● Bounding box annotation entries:
+===+

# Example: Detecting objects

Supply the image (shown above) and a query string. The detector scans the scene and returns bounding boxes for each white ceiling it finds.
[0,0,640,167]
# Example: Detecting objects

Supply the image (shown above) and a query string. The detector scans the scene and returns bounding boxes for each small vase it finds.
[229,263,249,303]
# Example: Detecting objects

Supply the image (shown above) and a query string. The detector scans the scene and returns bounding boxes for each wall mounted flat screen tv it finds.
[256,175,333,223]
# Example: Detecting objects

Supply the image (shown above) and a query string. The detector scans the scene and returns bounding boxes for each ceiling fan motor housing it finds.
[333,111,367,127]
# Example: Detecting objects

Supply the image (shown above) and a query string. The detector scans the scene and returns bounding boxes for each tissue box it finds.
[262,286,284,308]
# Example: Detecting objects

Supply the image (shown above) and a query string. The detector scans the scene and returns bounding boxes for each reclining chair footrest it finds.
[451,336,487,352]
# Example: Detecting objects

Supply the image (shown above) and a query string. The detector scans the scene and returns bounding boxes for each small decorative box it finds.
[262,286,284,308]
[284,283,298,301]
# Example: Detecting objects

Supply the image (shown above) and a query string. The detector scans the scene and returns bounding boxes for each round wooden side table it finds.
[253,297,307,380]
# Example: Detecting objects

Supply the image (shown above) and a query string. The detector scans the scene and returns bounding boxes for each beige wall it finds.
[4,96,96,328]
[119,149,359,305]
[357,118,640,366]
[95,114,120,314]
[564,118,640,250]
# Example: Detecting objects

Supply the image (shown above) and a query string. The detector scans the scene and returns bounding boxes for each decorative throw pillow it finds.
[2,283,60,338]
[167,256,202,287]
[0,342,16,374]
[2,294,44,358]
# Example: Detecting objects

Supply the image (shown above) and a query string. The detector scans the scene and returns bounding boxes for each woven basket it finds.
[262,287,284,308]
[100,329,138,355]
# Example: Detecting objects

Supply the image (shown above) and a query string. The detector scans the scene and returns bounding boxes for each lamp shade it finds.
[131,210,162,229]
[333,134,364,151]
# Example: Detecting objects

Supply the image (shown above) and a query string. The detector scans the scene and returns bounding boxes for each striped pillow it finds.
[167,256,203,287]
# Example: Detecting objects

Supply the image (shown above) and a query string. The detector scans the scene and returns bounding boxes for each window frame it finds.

+===+

Quote every item above word for word, from the first through the last.

# Example: Detecting objects

Supply the image (shown above) and a query string. The detector scans the scene and returns bounding boxes for each white ceiling it finds.
[0,0,640,167]
# Example: Detecting objects

Supply the image (shown above) and a query string. The detector scans the scene and returns bounding boxes for each small vase it finds.
[229,263,249,303]
# Example: Detecting objects

Supply the image (shown above) and a query string. The detector scans the scene and returns bounding boxes for each wall mounted flat screen tv it finds.
[256,175,333,223]
# Example: Detecting objects

Supply the image (shown above) and a query string. The detector scans the scene and returns bounding boxes for each ceiling fan motor housing it finds.
[333,111,367,127]
# Example: Detecting objects

Supply the image (shown above) and a query string. The detector scans the scene and returns bounding boxes for each tissue box it finds.
[262,286,284,308]
# Example: Detecting objects

Supply the image (shown above) and a query string. The detector scans the scene and returns bounding boxes for each reclining chair footrest it finds.
[451,336,487,352]
# Example: Detecting objects

Supply the image (shown above) and a query string. The detector scans the scene and returns bounding boxes for each small decorative box it finds.
[262,286,284,308]
[284,283,298,301]
# Example: Detecting objects

Supply the image (shown above) and a query string. The detector scans the scene and returns bounding boxes for each round wooden side table it finds.
[253,297,307,380]
# Example: Detecting objects

Supply the image (shown above) and a query string. The detector scans the scene and returns bounding boxes for each beige wall it finds.
[4,96,96,328]
[119,149,359,305]
[357,118,640,366]
[95,114,120,314]
[564,118,640,250]
# Example: Detecting objects

Supply the image (shown above) and a query string. The detector scans the scene and returns bounding boxes for each decorative throw pillow it finds.
[2,283,60,338]
[167,256,202,287]
[0,342,16,374]
[2,294,44,358]
# Example: Detecting objects

Supply the image (shown above) and a query string. The detector scans the scene and returns bounding boxes for each woven basket it finds.
[262,287,284,308]
[100,329,138,355]
# Example: Detecting objects

Supply the image (shown above) and a query string. The detector scans the scene and returns bounding boxes for each lamp shade it finds.
[131,210,162,229]
[333,134,364,151]
# Example: Detecting objects

Supply the image (shown above) and a query string. The detector scans the scene and returns bounding boxes for each striped pillow it finds.
[167,256,203,287]
# Example: Detecting objects

Supply the image (shown above) and a query string. The detector scans the scene and returns bounding boxes for each window frame it finds.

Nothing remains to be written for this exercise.